Dataset records:
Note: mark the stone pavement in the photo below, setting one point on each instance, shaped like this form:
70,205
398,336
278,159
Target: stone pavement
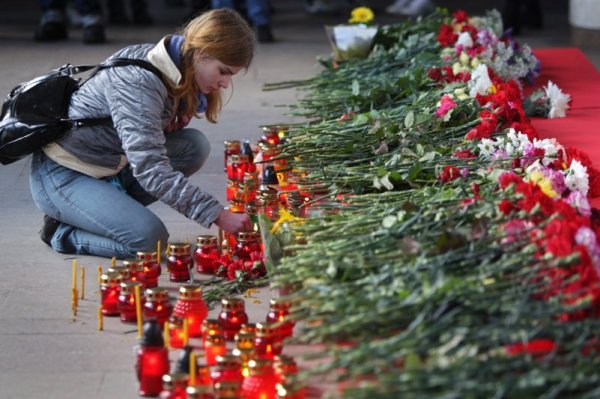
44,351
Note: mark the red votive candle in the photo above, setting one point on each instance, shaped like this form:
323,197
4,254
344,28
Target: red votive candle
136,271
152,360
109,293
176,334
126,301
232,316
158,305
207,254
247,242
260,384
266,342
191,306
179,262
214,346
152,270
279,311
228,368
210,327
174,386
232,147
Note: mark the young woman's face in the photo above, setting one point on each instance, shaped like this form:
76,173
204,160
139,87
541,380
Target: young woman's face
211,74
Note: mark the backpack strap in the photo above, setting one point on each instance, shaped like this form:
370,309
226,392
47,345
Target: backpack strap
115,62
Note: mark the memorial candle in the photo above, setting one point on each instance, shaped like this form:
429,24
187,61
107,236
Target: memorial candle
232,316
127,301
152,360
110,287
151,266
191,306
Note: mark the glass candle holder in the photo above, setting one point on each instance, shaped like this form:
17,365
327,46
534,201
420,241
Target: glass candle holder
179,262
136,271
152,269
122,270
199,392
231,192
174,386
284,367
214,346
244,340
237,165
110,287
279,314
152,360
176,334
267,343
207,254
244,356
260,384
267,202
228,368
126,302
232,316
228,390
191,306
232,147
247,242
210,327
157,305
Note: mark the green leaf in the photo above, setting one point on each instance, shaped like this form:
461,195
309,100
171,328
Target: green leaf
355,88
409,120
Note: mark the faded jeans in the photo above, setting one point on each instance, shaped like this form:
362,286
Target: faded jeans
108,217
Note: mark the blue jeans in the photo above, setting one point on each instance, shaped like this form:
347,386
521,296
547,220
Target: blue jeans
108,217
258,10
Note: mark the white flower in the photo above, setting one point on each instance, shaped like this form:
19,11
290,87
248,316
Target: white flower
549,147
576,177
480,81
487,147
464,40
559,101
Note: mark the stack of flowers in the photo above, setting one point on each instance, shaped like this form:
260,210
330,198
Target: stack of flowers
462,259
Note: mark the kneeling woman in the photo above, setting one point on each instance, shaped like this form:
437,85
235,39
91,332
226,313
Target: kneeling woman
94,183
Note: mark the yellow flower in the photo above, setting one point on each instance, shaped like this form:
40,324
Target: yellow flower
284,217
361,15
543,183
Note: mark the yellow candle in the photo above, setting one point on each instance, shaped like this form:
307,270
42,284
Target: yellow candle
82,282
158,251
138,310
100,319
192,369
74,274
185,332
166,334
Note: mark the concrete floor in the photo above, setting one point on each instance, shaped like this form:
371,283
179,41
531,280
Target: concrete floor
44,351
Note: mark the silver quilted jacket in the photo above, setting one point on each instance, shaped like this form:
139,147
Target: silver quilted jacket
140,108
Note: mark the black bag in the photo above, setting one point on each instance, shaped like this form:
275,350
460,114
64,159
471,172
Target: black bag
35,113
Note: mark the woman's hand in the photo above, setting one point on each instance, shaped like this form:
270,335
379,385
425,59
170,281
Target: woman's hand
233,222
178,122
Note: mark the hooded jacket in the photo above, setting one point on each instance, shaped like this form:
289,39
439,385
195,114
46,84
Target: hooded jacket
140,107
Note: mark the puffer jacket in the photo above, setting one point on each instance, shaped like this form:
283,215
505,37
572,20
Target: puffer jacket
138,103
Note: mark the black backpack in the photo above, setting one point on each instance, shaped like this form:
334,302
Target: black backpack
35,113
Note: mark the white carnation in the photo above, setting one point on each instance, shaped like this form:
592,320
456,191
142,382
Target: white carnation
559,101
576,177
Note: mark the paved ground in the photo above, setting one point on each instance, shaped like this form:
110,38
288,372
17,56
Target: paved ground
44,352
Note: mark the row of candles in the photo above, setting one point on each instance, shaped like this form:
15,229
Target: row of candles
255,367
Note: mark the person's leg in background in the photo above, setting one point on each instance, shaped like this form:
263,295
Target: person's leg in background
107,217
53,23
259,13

The task:
Copy exactly, and only, the lines from the one containing "Note: mark the white carnation" through the last line of the listing.

Answer:
Note: mark the white carnation in the photo above, setting one point on each instance, shaped like this form:
592,320
456,191
142,382
Target: white carnation
559,101
576,177
Note: mark the paved ground in the photo above, setting one point on each instance, shaped like this form:
110,38
288,372
17,56
Target: paved ground
44,352
Note: mark the row of candles in the photo above, setting one point on each instance, shaped like this form:
15,229
Target: row of candles
255,367
Note: mark the person's leg in background in the photo above, setting one point on each instance, shaped like this form:
263,295
Target: person's leg in background
107,217
53,23
259,13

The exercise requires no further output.